Document passage
Shabbat Shalom: Parshat Yitro
Exodus 18:1-20:23

By Shlomo Riskin

Efrat, Israel – It is fascinating to note that the central portion of the Bible, the narrative which tells of the divine revelation at Sinai in the form of the ten commandments which are the basis for all human morality,  is named after the Mideonite Priest Yitro and even opens with a meeting between Yitro and Moses.  “And Yitro, the Priest of Mideon, the father in law of Moses heard all that G-d had wrought for Moses and for Israel his nation since the Lord took Israel out of Egypt”(Exodus 18; 1)  It is fascinating to query what it was that actually brought Yitro to leave his Mideonite home and meet with Moses?  What was his primary intention in coming?

The very next verse would certainly imply that Yitro was actually confronting Moses as a father in law, with familial interest to remind his son in law of his lapsed obligations towards his wife and children. “And Yitro, the father in law of Moses, took Tzipporah, the wife of Moses after he (Moses) had sent her away and her two children….and Yitro, the father in law of Moses, came with his (Moses’) sons and wife to Moses to the desert….” (Exodus 18:2-5) Note that in these five verses Yitro is referred to as Moses’ “father in law” three times. 

If I were to recount the situation, I would suggest initially- when Tzipporah and the two sons returned without Moses to her father Yitro’s home in Mideon, Yitro was not at all upset.  It is difficult to imagine that this Mideonite Priest was very impressed – or even accepting- of this Moses as a son in law.  Not only did he speak of a strange G-d, Y-HVH, but he was a renegade from Egypt where he had murdered an Egyptian official, a taskmaster of the suspect Hebrews.  Indeed, this Moses himself belonged to that accursed Hebrew race which had become delegitimized as a proliferating fifth column by the Egyptian leadership.  Certainly, Yitro had hoped for more for the daughter of an individual so well respected in Mideon. 

If Yitro had not been sorry to have received Tzipporah back home, our commentaries provide fascinating differences of opinion as to why Moses was interested in sending her home to her father.   Rashi, citing the earlier verse wherein G-d gives Moses the green light to return to Egypt since those Egyptians seeking to punish Moses by taking away his life had all died, actually sites the verse “and Moses took his wife, and his sons and placed them upon the donkey to return to the land of Egypt” (Exodus 4:19,20)  This classical commentary is therefore perplexed as to when and why Moses apparently changed his mind and sent his family back to Mideon.  He therefore sites a midrash which suggests that when Aaron came out to meet Moses on his way back to Egypt, Aaron took a look at the strange woman and two sons accompanying his brother and enquired after them.  Moses explained that these were his Mideonite wife and children who he was bringing with him back to Egypt.  Aaron then suggested that since we Hebrews now regret the fact that we came to Egypt in the first place, why now add to the Egyptian slaves?  Moses accepted Aaron’s position and forthwith returned his wife and children to Mideon (Rashi to Exodus 18:2).

The Ibn Ezra adds another argument to Aaron’s plea.  If Moses were now to bring his wife and children into Egypt, the Hebrews would never believe that he was really serious about taking them all out of Egypt.  Why bring in your wife and children only to soon take them out again?

Required tasks
a – Answer these questions from the Parshat Yitro commentary:
(i) In the five verses quoted from Exodus 18:2-5, how many times is Yitro called Moses' "father in law"?
(ii) In the midrash Rashi cites, who came out to meet Moses on his way back to Egypt?
(iii) According to the Ibn Ezra, what would the Hebrews never believe if Moses brought his wife and children into Egypt?
b – Turn the paragraph of the Parshat Yitro commentary that begins "If I were to recount the situation" into a short bulleted list that keeps its main points.

(Data entries)
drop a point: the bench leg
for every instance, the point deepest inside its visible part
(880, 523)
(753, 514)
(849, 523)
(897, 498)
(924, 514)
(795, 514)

Replies
a –
(i) Three times.
(ii) Aaron.
(iii) That Moses was really serious about taking them all out of Egypt.

b –
- When Tzipporah and the two sons came back to Yitro's home in Mideon without Moses, Yitro was not upset.
- The Mideonite priest was probably not impressed with Moses as a son in law, or even accepting of him.
- Moses spoke of a strange G-d, Y-HVH.
- He was a renegade from Egypt, where he had murdered an Egyptian official who was a taskmaster of the Hebrews.
- He belonged to the Hebrew race, which the Egyptian leadership had delegitimized as a growing fifth column.
- Yitro had hoped for more for the daughter of a man so well respected in Mideon.